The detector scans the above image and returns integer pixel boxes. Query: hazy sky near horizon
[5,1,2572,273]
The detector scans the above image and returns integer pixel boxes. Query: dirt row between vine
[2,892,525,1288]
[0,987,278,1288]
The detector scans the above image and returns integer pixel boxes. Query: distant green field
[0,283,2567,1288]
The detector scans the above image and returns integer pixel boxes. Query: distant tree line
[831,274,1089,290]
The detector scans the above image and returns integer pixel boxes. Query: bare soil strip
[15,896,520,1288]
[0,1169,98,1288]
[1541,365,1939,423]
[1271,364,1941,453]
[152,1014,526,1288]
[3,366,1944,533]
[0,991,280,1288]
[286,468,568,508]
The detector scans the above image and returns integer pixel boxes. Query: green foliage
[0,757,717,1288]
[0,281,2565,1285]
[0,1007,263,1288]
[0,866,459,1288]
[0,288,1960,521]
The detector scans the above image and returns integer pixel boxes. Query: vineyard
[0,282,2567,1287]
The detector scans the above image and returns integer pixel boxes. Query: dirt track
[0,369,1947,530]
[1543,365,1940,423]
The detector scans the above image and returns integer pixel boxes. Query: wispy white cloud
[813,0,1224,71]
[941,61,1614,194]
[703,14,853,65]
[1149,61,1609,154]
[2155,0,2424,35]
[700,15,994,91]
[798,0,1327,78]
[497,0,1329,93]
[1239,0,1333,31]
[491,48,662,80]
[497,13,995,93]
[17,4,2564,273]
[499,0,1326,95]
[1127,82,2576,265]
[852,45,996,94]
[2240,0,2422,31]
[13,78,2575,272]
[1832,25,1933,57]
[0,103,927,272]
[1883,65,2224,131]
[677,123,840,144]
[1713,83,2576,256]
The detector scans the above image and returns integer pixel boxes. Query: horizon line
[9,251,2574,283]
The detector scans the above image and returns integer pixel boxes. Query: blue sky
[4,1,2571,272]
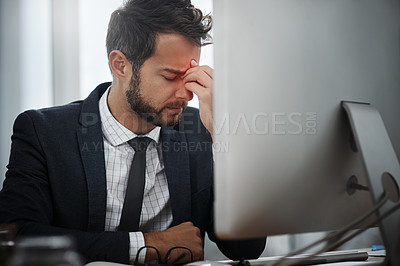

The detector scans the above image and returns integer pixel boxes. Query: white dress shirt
[99,87,173,263]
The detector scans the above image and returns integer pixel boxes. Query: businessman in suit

_Activity_
When you retype the records, keep every word exactly as written and exclude the pictures.

_Result for this task_
The detector scans the above image and returns integer pixel boxes. Query: hazy sky near horizon
[5,1,2572,273]
The detector scans the above image and returns integer pixel boxes. Query: dirt row between vine
[2,892,525,1288]
[0,987,278,1288]
The detector scans the above image and returns integer pixel boxes. Query: distant green field
[0,283,2567,1288]
The detector scans the above image and returns integer pixel boxes. Query: distant tree line
[831,274,1089,290]
The detector scans the above image and returns integer pixel boxes. Query: bare soil strip
[15,896,520,1288]
[0,1169,98,1288]
[1541,365,1939,423]
[1271,364,1941,453]
[152,1014,526,1288]
[3,366,1944,533]
[0,991,280,1288]
[286,468,568,508]
The detector scans the above image and returns integer pixel boxes. Query: green foliage
[0,757,717,1288]
[0,281,2565,1285]
[0,1007,263,1288]
[0,866,459,1288]
[0,288,1960,521]
The detector scans the above image and returns integer pixel boxes. Query: vineyard
[0,282,2567,1287]
The detector scans the above image and returns integer pixel boxes. Query: dirt track
[0,369,1947,530]
[1543,365,1940,423]
The detector scans the above image and returns integer pixel boxes. Query: wispy white cloud
[813,0,1224,71]
[941,61,1614,194]
[703,14,853,65]
[1149,61,1609,154]
[2155,0,2424,35]
[700,15,994,91]
[798,0,1327,78]
[497,0,1329,93]
[1239,0,1333,31]
[491,48,662,80]
[497,13,995,93]
[17,4,2564,273]
[499,0,1326,95]
[1127,82,2576,265]
[852,45,996,94]
[2240,0,2422,31]
[13,78,2575,272]
[1832,25,1933,57]
[0,103,927,272]
[1883,65,2224,131]
[677,123,840,144]
[1713,83,2576,256]
The detector scans the above image and returns integer pixel boxes. Query: horizon line
[9,251,2574,283]
The detector scans the above image and returns integer pixel boxes. Query: blue sky
[4,1,2571,272]

The detector scans the above image and returns integer pixel boxes. Query: white dress shirt
[99,87,173,263]
The detector scans the above image and returns integer pixel boxes. Query: businessman in suit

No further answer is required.